---- Excerpted passage
Samagra-Development / ai-tools

AI Tooling to bootstrap applications fast
44 stars 110 forks source link

Test out BERTTopic to get meaningful topic segmentations of a query dataset #291

Closed Gautam-Rajeev closed 6 months ago

Gautam-Rajeev commented 9 months ago

Goal:

Get an accurate list of topics (around 20 topics max) for an agri dataset of queries (has around 20k unique queries) using BERTTopic. Only the 'questioninEnglish' column is relevant for the analysis

Description

Be able to segregate the given dataset into topics using BERTTopics. The veracity of the clusters are difficult to measure and currently will have to be observed manually and verified. Any suggestions to measure this better are welcome

One can also use simple TF-IDF, Topic2vec or LDA if they form better clusters. The sentences are just one sentence questions, not a paragraph.

Implementation Details

It'll include the following :

Anyone is welcome to begin work on the ticket, it'll not be assigned to anyone in particular initially. One can ask doubts and provide solutions through comments. Relevant points and ticket will be assigned to the best PR raised.

Other links

Medium

Product Name

AI Tools

Organization Name

SamagraX

Domain

NA

Tech Skills Needed

Python, BERT, ML

Category

Feature

Mentor(s)

@GautamR-Samagra

Complexity

Low

c4gt-community-support[bot] commented 9 months ago

Hi! Important Details - These following details are helpful for contributors to effectively identify and contribute to tickets.
--------
---- Recorded data
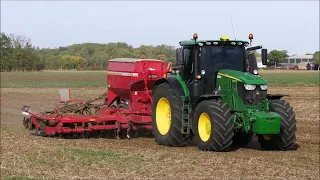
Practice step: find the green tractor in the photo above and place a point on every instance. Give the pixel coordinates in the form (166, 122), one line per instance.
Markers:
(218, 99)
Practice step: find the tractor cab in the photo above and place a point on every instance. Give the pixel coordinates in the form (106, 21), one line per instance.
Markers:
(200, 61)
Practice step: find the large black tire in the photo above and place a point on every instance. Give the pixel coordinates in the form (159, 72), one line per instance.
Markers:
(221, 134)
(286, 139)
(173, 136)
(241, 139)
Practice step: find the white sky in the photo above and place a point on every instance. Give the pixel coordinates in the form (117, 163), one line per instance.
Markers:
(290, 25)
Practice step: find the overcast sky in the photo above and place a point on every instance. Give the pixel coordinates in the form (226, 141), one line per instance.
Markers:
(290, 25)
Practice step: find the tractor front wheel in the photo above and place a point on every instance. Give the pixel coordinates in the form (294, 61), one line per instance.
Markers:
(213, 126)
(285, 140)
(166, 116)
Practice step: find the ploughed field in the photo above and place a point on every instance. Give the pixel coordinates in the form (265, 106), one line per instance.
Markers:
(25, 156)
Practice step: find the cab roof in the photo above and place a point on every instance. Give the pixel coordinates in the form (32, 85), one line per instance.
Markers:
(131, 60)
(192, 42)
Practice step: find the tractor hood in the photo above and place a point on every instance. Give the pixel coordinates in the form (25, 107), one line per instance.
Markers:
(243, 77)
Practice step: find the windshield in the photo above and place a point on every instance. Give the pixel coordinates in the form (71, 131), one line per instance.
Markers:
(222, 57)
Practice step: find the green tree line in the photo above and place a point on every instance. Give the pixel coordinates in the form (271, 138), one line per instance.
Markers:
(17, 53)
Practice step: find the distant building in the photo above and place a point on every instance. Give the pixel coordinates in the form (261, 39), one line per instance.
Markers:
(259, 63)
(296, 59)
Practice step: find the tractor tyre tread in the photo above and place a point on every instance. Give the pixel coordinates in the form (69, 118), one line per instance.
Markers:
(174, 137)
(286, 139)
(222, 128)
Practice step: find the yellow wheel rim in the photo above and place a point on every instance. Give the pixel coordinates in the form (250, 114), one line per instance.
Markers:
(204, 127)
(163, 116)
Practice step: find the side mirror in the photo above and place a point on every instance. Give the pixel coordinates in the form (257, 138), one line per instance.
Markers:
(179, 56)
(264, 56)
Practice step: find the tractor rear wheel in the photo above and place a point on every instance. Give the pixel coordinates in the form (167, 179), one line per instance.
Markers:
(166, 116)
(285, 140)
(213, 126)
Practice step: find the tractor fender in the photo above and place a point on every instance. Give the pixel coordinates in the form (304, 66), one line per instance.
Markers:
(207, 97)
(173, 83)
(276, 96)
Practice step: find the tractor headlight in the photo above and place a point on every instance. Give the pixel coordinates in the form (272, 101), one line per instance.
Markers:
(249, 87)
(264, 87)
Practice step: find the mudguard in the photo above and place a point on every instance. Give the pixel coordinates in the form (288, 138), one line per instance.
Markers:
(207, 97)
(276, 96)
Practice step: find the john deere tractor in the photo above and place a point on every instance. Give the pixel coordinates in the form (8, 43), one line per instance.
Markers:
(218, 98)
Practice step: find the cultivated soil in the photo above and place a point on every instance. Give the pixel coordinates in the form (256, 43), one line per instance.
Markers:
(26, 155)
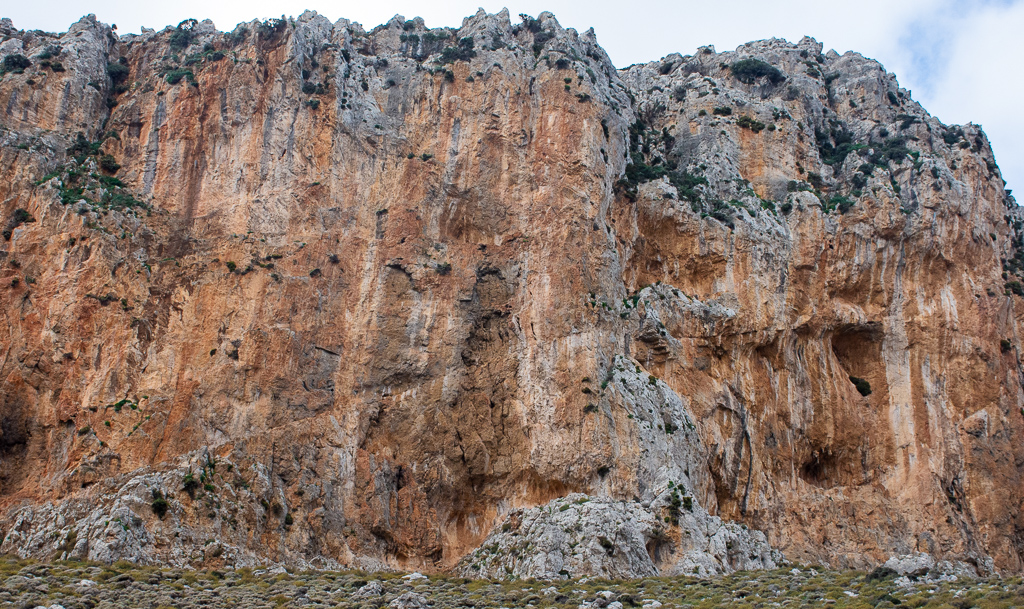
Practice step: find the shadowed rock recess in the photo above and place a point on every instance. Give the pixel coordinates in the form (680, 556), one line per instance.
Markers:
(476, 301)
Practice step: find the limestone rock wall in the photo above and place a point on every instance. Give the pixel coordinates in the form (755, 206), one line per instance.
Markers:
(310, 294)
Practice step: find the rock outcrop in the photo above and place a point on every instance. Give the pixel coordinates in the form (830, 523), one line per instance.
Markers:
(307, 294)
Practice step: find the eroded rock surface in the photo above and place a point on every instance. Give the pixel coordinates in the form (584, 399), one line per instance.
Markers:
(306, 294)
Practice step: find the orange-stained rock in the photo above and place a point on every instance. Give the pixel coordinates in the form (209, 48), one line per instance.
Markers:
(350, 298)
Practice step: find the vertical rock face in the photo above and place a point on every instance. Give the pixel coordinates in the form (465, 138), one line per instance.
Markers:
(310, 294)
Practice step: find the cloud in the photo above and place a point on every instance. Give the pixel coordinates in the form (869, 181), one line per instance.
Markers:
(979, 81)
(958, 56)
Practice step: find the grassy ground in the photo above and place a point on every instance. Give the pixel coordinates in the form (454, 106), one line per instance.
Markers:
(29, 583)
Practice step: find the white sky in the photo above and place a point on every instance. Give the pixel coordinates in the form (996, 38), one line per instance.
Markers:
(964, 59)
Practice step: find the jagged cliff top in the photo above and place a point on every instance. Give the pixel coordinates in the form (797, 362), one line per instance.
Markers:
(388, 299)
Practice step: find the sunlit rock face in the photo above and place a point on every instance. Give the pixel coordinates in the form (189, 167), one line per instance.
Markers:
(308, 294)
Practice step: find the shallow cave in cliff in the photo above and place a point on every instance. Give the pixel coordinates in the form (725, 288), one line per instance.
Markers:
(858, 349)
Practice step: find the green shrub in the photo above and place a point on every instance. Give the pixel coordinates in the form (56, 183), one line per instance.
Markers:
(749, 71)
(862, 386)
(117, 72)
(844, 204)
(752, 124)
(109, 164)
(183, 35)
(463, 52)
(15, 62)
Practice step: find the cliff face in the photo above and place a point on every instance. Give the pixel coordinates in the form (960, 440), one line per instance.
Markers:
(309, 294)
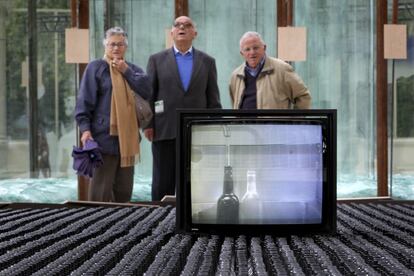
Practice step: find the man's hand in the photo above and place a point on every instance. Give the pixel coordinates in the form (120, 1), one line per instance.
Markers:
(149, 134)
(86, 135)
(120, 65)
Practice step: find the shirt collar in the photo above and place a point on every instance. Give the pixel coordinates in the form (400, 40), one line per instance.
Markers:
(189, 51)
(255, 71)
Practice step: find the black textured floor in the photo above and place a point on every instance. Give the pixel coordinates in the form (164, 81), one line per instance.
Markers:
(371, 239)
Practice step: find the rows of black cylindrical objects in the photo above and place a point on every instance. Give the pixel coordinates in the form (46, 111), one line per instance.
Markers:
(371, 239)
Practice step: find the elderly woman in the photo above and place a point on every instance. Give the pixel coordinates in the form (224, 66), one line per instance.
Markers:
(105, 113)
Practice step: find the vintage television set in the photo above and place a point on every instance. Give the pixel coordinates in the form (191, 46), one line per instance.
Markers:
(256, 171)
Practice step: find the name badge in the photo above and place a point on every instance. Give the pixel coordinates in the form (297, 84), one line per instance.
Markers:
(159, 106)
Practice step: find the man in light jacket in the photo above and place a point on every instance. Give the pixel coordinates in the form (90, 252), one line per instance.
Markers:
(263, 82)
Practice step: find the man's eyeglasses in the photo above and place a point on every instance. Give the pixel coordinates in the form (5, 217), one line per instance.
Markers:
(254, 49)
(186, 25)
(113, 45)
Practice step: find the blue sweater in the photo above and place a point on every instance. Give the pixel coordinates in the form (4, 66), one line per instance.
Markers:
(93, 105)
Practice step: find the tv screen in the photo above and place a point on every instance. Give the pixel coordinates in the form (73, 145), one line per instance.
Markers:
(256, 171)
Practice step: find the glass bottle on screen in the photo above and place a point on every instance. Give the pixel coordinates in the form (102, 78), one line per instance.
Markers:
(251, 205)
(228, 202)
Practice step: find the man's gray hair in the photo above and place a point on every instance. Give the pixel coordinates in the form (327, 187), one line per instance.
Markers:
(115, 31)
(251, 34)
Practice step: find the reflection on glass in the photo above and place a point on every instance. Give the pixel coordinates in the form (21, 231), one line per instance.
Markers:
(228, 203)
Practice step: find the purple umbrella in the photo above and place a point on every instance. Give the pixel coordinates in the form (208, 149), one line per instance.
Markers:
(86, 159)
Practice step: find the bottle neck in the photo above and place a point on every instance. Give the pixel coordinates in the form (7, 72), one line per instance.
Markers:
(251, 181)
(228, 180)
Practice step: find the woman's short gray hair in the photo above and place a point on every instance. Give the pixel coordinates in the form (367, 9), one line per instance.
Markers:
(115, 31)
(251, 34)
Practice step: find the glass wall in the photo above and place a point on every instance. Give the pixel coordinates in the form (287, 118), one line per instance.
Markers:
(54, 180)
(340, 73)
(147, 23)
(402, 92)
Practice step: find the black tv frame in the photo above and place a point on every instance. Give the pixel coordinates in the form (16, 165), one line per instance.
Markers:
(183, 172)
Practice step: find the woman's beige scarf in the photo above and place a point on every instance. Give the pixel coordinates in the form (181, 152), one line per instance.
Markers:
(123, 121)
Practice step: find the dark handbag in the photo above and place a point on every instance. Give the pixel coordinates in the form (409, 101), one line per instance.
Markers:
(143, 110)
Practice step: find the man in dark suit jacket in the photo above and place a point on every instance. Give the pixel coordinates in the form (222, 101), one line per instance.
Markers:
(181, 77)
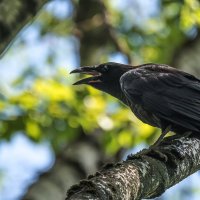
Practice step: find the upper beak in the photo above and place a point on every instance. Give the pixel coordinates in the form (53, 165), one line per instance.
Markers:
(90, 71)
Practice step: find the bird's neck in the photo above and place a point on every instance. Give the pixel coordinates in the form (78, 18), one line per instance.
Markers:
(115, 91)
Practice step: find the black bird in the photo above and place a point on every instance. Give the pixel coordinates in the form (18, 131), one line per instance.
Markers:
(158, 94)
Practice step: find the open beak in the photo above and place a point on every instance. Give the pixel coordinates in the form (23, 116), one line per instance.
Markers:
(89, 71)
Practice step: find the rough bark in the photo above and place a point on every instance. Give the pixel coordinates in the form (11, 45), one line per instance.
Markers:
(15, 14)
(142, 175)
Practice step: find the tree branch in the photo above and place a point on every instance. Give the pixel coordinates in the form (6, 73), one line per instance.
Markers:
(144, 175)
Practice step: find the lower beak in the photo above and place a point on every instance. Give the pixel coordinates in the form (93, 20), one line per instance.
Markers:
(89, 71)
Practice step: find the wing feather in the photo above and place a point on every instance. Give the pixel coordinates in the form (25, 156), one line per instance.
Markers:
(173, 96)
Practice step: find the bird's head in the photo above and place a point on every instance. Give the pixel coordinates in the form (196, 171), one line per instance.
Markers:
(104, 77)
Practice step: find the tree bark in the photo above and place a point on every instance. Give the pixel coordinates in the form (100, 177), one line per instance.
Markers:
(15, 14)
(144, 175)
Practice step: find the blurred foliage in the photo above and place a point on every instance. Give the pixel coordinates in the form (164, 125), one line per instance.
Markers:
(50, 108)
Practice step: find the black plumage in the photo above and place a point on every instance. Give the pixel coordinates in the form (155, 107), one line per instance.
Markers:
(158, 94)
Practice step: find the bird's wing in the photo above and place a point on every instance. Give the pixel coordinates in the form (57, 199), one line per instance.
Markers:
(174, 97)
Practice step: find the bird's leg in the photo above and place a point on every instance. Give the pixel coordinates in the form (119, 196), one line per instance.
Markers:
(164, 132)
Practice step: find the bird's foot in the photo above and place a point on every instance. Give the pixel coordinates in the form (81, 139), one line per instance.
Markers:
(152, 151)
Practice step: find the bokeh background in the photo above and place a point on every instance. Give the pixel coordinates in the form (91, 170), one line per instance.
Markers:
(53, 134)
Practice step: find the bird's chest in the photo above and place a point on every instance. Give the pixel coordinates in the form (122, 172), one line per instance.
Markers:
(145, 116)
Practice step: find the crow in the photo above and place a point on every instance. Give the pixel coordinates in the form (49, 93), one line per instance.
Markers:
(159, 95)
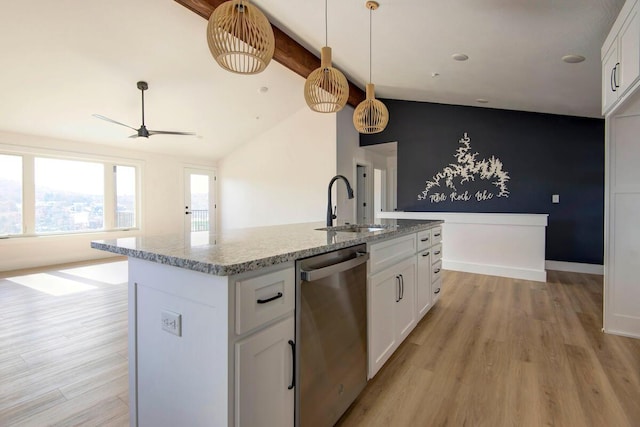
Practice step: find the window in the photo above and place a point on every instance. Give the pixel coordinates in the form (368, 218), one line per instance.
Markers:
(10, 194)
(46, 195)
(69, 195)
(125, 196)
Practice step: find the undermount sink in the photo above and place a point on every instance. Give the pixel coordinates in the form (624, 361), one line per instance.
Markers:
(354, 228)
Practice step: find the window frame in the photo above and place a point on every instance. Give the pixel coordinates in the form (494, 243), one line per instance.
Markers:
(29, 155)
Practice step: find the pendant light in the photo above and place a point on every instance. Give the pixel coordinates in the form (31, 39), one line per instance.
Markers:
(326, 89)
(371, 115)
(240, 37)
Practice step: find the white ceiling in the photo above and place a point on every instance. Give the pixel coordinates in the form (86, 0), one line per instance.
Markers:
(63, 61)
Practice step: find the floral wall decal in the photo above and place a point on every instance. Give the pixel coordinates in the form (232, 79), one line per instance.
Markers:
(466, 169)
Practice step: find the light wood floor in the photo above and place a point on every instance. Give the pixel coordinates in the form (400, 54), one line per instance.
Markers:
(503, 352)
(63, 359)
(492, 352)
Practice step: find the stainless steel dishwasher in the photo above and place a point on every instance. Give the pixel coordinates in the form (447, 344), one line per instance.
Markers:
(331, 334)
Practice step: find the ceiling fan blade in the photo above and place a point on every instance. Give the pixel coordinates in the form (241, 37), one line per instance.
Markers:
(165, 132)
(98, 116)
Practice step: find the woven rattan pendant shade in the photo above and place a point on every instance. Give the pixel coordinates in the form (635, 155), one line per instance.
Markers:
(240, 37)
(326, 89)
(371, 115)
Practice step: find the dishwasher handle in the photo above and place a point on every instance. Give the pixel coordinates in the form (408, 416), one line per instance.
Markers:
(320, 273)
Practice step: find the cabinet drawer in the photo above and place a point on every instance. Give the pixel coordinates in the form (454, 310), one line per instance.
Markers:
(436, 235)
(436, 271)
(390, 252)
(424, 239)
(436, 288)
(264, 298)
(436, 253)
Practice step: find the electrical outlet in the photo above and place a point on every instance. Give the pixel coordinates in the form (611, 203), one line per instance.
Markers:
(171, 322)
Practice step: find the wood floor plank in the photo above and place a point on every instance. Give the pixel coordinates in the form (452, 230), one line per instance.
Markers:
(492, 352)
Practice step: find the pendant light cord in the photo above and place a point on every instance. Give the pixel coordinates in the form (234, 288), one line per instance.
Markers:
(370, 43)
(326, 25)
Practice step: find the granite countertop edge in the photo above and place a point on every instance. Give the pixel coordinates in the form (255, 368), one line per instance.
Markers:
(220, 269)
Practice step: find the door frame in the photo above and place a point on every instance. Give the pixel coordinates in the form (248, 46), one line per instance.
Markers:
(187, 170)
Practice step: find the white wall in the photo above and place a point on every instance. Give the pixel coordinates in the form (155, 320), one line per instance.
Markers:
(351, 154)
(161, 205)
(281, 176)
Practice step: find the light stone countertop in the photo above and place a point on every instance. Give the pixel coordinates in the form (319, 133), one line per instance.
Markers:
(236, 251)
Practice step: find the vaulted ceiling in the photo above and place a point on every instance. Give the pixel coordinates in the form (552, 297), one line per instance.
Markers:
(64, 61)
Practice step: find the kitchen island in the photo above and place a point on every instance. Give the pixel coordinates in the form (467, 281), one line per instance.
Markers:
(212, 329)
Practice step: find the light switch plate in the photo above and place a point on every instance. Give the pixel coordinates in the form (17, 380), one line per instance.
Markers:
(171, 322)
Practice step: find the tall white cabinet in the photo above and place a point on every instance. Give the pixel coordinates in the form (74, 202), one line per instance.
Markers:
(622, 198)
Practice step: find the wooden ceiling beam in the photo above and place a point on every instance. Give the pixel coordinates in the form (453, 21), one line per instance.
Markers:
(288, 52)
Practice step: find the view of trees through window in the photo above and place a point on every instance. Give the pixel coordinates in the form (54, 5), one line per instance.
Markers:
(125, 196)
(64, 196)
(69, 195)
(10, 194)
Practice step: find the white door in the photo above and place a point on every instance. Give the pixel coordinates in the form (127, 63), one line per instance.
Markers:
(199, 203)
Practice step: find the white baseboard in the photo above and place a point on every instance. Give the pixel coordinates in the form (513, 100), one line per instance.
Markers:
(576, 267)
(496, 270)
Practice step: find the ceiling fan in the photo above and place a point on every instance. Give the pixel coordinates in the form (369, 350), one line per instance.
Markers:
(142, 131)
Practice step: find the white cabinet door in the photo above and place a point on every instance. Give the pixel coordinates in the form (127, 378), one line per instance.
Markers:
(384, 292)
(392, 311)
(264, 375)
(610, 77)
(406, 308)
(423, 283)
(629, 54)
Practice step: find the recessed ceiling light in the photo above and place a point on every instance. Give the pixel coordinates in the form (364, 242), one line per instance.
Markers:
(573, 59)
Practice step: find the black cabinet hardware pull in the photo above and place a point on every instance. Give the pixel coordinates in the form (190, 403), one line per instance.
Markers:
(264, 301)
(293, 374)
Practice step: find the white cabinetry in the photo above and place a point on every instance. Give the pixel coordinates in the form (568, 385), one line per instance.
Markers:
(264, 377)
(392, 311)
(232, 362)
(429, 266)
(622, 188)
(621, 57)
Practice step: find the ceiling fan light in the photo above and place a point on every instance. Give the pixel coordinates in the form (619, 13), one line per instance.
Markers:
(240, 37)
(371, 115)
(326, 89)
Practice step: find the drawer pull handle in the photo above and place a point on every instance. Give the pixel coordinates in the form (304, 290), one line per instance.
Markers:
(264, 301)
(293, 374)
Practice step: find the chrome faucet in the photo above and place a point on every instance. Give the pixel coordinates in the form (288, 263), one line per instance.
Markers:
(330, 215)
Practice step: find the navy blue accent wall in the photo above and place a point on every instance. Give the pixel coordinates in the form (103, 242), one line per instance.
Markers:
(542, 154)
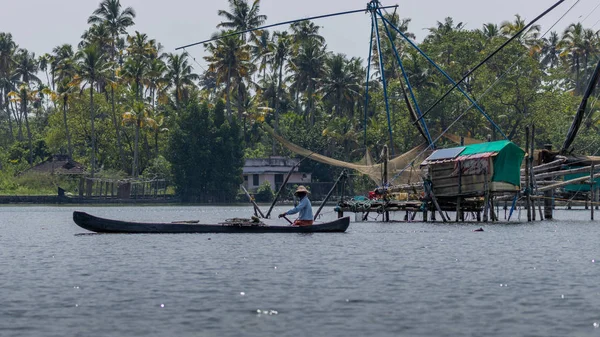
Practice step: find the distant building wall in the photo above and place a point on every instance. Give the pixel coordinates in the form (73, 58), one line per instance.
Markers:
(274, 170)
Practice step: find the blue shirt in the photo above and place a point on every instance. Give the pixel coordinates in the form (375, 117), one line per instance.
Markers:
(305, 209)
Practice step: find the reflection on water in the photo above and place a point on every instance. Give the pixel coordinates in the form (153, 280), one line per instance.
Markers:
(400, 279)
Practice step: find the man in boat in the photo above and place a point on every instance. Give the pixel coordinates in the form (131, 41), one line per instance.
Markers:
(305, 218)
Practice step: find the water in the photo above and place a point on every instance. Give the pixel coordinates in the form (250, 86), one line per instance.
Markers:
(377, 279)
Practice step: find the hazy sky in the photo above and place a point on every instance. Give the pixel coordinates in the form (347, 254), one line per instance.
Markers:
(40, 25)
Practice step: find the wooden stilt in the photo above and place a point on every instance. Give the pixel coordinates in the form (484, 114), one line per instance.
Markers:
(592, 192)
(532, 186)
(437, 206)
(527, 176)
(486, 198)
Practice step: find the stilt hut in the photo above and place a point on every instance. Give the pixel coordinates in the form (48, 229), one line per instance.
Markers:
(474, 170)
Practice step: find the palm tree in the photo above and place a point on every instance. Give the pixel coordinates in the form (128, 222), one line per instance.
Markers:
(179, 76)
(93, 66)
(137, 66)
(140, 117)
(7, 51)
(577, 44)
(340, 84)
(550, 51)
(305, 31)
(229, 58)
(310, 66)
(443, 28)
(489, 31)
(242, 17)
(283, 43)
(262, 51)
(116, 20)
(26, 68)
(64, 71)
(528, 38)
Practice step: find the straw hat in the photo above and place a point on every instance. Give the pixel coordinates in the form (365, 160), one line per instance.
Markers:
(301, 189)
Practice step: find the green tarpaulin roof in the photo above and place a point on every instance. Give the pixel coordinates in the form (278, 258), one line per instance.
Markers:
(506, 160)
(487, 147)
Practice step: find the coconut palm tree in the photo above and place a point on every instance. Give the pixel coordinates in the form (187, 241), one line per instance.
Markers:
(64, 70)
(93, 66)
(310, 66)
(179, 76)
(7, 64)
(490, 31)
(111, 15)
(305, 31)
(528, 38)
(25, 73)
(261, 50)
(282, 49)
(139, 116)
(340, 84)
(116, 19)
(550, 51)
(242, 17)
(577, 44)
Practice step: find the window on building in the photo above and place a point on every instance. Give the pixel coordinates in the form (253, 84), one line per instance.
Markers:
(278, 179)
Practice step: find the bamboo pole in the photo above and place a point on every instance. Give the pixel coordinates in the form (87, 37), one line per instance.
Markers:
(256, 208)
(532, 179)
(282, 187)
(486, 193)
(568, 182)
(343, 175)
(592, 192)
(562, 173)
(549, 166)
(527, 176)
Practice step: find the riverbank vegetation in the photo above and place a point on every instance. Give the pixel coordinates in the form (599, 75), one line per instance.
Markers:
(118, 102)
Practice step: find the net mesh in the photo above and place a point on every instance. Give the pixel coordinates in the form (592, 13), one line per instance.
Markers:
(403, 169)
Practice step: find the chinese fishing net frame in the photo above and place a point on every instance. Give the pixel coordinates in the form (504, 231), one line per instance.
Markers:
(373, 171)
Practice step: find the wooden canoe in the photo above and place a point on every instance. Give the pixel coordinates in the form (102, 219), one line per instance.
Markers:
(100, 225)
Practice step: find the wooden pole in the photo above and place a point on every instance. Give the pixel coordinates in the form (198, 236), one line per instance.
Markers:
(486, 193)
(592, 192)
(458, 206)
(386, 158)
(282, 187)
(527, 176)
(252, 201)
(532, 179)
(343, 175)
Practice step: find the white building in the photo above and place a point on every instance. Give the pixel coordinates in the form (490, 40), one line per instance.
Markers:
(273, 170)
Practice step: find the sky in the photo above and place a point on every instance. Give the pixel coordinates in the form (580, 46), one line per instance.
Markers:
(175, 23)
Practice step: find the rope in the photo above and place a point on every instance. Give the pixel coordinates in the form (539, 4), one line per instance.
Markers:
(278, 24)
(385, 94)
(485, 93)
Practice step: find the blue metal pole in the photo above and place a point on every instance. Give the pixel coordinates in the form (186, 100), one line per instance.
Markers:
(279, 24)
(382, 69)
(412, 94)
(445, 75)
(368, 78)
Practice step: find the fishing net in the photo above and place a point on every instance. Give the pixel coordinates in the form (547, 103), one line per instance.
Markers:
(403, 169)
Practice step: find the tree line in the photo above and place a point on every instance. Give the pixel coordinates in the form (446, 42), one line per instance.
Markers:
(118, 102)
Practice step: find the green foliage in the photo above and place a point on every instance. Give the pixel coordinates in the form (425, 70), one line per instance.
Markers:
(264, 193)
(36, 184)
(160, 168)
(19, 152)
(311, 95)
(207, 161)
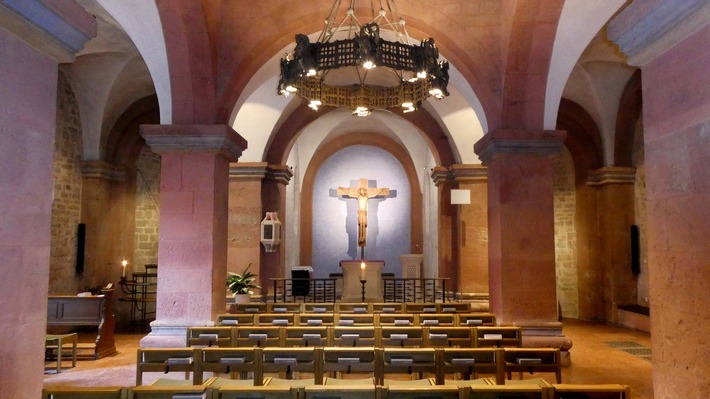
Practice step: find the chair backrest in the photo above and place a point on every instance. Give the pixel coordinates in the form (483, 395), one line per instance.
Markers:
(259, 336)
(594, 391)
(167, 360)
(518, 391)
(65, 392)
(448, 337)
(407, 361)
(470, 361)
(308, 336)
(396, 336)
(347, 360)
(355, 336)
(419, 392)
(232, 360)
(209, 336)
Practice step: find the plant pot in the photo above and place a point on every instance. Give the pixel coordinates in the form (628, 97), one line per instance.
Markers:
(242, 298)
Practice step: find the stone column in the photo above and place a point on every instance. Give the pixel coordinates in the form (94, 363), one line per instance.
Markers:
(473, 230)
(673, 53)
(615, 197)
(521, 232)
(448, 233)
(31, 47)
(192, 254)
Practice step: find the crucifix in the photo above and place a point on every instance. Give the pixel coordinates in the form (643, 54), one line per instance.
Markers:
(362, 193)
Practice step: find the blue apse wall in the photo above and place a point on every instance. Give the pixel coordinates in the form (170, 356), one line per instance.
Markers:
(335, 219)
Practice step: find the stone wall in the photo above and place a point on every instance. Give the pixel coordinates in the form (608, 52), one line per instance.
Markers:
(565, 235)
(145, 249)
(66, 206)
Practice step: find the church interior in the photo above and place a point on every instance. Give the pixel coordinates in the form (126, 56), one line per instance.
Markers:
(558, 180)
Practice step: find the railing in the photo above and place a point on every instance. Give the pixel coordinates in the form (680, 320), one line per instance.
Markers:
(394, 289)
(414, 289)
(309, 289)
--------
Activity 1 -> In the BERTTopic issue, roughly how many unique queries does the agri dataset contain?
Activity 2 -> Restate the paragraph of the BERTTopic issue that begins "Anyone is welcome to begin work" as a brief bulleted list that keeps its main facts.

Expected output 1 -> Around 20k unique queries.

Expected output 2 ->
- Anyone may start work on the ticket; it is not assigned to anyone at first.
- Doubts and solutions can be posted as comments.
- Relevant points and the ticket will be assigned to the best PR raised.